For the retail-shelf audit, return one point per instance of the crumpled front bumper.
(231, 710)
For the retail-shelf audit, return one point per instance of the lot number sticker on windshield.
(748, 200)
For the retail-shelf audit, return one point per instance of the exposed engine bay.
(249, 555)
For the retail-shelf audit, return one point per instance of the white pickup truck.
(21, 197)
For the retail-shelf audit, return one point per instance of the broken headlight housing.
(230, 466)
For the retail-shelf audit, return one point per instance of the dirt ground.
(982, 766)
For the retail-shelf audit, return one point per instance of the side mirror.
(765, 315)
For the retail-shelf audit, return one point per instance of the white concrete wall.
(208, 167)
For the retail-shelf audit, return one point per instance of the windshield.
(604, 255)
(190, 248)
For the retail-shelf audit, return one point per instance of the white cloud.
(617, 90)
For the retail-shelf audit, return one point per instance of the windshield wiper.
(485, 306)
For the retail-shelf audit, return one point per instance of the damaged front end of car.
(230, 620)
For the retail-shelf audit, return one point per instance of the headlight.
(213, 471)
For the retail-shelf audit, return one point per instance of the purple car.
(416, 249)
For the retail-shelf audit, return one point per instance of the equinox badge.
————————
* _What to work on_:
Retype the records, line for line.

* _Response to the task_:
For the retail-shelf audit, return one point per instance of the crumpled front bumper.
(231, 710)
For the retail-shelf audit, return one point per instance of the lot number sticker on windshield.
(748, 200)
For the retail-shelf audit, return one point per instance of the exposed engine bay.
(249, 555)
For the retail-shelf audit, return one point per instance of the white pickup truck.
(21, 197)
For the retail-shelf audit, return one point per instance of the broken headlight housing.
(230, 466)
For the retail-shelf audit, return one point per instance of the dirt ground.
(982, 766)
For the retail-shelf audit, return one point per instance of the side mirror.
(765, 315)
For the retail-shelf audit, return one point per instance of the white concrete wall.
(208, 167)
For the retail-shelf audit, return one point per instance of the windshield.
(604, 255)
(190, 248)
For the retail-shelf audit, return one point per instance of the white cloud.
(617, 90)
For the retail-shelf audit, return one point per instance of the windshield wiper.
(485, 306)
For the retail-shelf audit, return one point per instance of the damaged front end of car.
(230, 620)
For the retail-shelf audit, return one point per instance of the headlight.
(213, 471)
For the retail-shelf audit, return one point per instance of the purple car.
(416, 249)
For the retail-shelf audit, return one point per instance of the equinox badge.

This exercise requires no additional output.